■ Reading passage

───

Take the challenge of knowing when a lapsed LEI – which indicates that renewal has not occurred on time – should be 'retired' to confirm that the legal entity has ceased operations. How can this be achieved at scale? And, crucially, how can decisions be supported with clear, consistent, and verifiable evidence?
In this blog post, Ana Sofia Afonso, Data Scientist in the Data Management Division at Banco de Portugal, explains how this challenge was addressed. By combining machine learning (ML) and AI-based algorithms with rigorous quality controls and expert validation to identify LEIs that are eligible for retirement, it strengthened data consistency and governance across national and international reference systems. This offers a blueprint outlining how all LEI data users can help to increase timeliness, accuracy, and reliability across the Global LEI System.

───

■ Written tasks
1. In the LEI blog excerpt, what does a lapsed LEI indicate?
2. Reproduce the part of the LEI blog excerpt starting at "In this blog" and ending at "Global LEI System.".

───

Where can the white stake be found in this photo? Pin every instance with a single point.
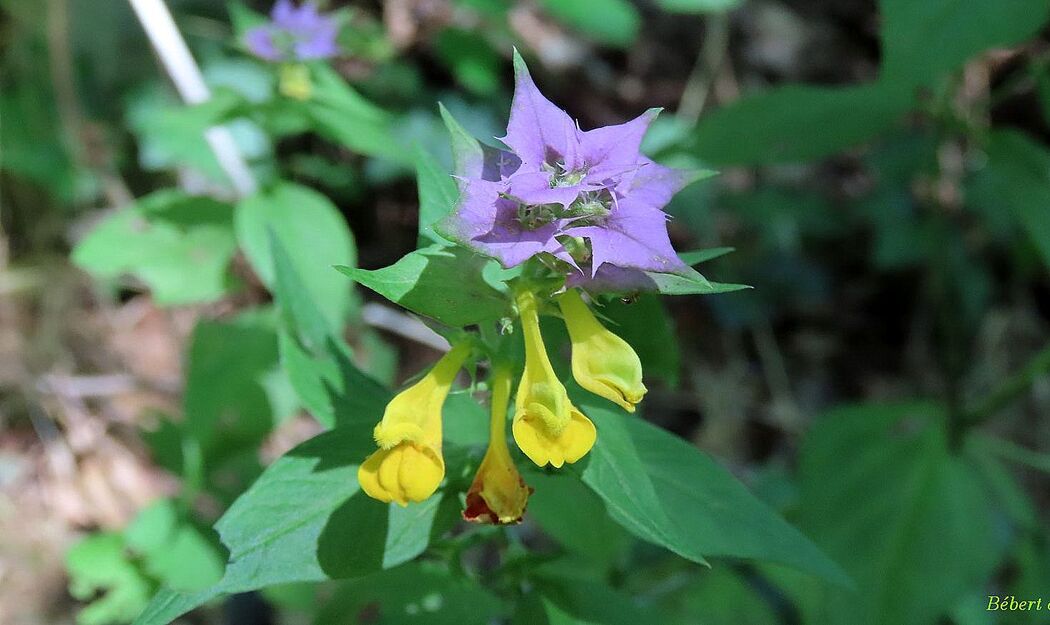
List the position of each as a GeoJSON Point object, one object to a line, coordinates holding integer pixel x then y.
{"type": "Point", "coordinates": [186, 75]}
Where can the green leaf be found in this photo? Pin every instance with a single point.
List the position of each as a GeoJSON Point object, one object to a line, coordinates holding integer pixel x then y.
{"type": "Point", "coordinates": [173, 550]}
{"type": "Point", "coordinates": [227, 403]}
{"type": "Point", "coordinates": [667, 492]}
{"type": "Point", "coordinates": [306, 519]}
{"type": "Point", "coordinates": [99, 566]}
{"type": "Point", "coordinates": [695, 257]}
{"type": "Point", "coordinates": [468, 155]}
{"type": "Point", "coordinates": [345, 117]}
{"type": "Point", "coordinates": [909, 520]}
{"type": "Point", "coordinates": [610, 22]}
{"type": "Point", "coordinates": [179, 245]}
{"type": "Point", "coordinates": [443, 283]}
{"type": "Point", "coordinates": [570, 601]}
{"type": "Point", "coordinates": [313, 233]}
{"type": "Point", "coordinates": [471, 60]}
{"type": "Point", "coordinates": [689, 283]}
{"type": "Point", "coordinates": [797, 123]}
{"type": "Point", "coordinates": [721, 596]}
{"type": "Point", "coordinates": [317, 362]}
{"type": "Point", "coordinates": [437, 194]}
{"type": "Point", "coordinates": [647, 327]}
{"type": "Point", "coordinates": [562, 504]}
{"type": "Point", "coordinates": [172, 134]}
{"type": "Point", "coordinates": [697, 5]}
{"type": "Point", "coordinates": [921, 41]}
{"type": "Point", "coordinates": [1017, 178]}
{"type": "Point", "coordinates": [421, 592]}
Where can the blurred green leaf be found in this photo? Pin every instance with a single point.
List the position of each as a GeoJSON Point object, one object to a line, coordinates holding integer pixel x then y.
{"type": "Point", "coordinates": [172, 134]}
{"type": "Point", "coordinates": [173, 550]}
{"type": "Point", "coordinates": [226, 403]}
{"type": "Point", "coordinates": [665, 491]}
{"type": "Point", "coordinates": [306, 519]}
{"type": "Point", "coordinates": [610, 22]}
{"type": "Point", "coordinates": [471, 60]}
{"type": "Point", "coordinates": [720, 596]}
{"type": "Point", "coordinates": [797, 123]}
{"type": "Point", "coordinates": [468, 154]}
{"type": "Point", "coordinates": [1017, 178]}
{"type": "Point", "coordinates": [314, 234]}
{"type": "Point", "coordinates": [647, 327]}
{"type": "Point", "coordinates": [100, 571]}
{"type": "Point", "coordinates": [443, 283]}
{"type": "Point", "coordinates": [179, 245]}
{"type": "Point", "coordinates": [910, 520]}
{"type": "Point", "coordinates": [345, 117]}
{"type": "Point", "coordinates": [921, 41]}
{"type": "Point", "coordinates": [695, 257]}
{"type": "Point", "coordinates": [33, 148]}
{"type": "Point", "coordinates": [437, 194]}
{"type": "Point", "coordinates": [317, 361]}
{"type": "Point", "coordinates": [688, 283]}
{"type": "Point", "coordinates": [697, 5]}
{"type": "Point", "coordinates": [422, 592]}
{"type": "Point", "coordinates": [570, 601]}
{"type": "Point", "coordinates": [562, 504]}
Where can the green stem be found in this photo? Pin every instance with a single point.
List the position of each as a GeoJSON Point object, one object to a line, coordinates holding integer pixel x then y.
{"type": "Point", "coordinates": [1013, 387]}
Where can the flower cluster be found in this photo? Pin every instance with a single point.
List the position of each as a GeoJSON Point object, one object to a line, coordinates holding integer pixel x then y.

───

■ Set of answers
1. It indicates that renewal has not occurred on time.

2.
In this blog post, Ana Sofia Afonso, Data Scientist in the Data Management Division at Banco de Portugal, explains how this challenge was addressed. By combining machine learning (ML) and AI-based algorithms with rigorous quality controls and expert validation to identify LEIs that are eligible for retirement, it strengthened data consistency and governance across national and international reference systems. This offers a blueprint outlining how all LEI data users can help to increase timeliness, accuracy, and reliability across the Global LEI System.